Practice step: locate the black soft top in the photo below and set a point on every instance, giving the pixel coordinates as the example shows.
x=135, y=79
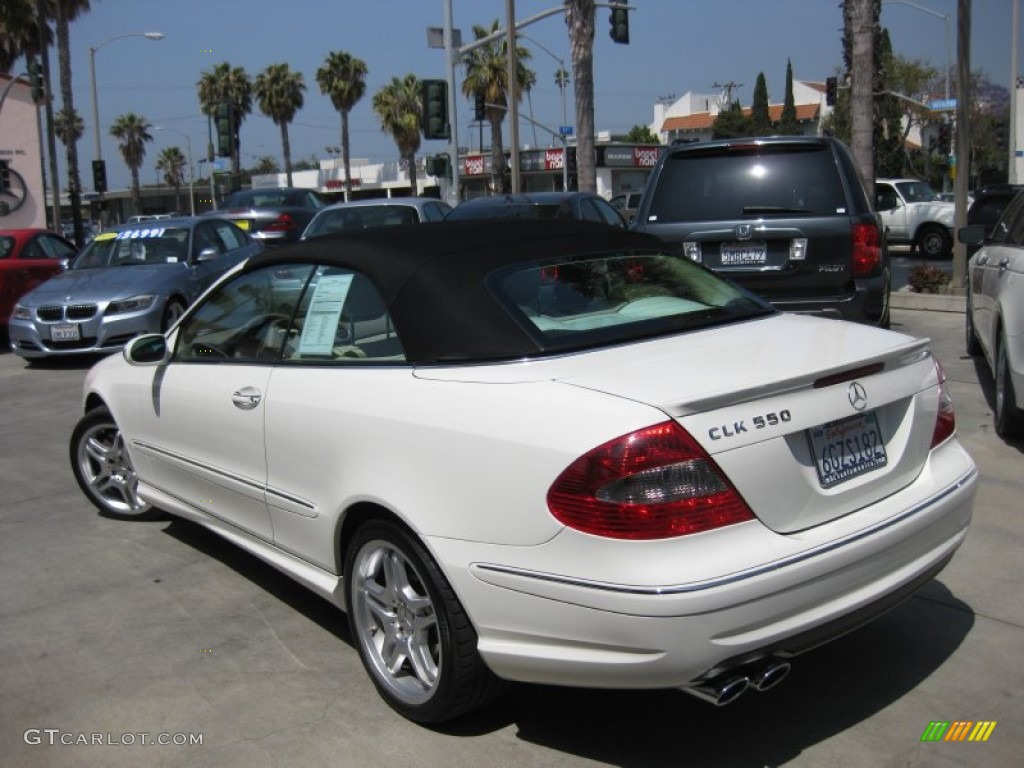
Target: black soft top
x=432, y=276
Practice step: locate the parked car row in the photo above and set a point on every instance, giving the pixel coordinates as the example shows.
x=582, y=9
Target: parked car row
x=539, y=450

• _ASSIGNMENT_: Please ensure that the data above is repeated exactly, with no pictures in the copy.

• _ANSWER TO THIS EXERCISE_:
Practice step: locate the black soft top in the photo below and set a point on every instance, giving the pixel coordinates as the example shows.
x=135, y=79
Target: black soft top
x=432, y=276
Practice step: locate the parked car row in the photo above and set a point on every instance, giving the pixel coordinates as the example shows.
x=582, y=9
Target: parked car row
x=539, y=450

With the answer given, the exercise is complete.